# WHAT THIS TASK INVOLVES
The required output is the exact sequence of lines from the line holding "Mark every instance of rust-colored" to the end of the records, inclusive.
##########
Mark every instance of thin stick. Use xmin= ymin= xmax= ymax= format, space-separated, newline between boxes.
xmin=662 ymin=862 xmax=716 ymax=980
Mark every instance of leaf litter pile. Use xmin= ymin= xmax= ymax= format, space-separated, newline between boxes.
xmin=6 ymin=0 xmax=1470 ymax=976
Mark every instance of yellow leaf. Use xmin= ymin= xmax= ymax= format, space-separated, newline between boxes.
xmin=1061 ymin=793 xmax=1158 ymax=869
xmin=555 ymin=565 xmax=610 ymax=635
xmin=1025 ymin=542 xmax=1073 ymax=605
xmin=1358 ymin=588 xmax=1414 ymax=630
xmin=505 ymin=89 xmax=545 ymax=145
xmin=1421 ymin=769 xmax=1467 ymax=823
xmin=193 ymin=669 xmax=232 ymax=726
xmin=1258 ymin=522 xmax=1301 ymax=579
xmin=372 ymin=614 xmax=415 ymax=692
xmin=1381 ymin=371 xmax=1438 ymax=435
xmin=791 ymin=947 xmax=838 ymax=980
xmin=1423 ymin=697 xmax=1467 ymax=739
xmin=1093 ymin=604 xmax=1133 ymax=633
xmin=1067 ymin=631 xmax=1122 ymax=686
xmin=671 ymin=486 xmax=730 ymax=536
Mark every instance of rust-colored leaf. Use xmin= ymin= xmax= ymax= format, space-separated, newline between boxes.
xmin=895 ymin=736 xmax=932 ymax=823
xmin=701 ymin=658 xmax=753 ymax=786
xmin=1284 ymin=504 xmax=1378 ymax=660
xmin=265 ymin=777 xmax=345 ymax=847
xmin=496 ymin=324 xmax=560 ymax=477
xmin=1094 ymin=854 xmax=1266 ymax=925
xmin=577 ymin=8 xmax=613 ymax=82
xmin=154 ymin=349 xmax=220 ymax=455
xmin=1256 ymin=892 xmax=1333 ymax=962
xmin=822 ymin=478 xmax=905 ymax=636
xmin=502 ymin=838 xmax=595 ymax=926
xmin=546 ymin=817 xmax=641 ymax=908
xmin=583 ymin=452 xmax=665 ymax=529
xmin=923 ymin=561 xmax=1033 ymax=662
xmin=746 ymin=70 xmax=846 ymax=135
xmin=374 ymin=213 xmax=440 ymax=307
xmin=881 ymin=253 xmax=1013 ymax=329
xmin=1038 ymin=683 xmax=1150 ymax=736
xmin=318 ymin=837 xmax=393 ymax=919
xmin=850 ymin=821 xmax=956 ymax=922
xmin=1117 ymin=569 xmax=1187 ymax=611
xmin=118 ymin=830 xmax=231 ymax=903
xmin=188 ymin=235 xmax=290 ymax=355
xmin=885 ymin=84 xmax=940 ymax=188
##########
# TASK ANSWER
Mark every instance of rust-colored leaf. Use xmin= ymin= xmax= ymax= format, space-separated, newline between boxes.
xmin=895 ymin=736 xmax=932 ymax=823
xmin=701 ymin=658 xmax=753 ymax=786
xmin=1284 ymin=504 xmax=1378 ymax=660
xmin=265 ymin=777 xmax=345 ymax=847
xmin=496 ymin=324 xmax=560 ymax=477
xmin=1094 ymin=854 xmax=1266 ymax=925
xmin=577 ymin=8 xmax=613 ymax=82
xmin=154 ymin=349 xmax=220 ymax=455
xmin=1256 ymin=892 xmax=1333 ymax=962
xmin=822 ymin=478 xmax=905 ymax=636
xmin=502 ymin=838 xmax=595 ymax=926
xmin=546 ymin=817 xmax=641 ymax=908
xmin=583 ymin=452 xmax=665 ymax=529
xmin=923 ymin=561 xmax=1033 ymax=662
xmin=746 ymin=70 xmax=846 ymax=135
xmin=374 ymin=213 xmax=440 ymax=307
xmin=881 ymin=253 xmax=1013 ymax=329
xmin=1038 ymin=683 xmax=1150 ymax=736
xmin=318 ymin=837 xmax=393 ymax=919
xmin=850 ymin=821 xmax=956 ymax=922
xmin=1117 ymin=569 xmax=1187 ymax=611
xmin=118 ymin=830 xmax=231 ymax=903
xmin=188 ymin=235 xmax=290 ymax=355
xmin=885 ymin=84 xmax=940 ymax=188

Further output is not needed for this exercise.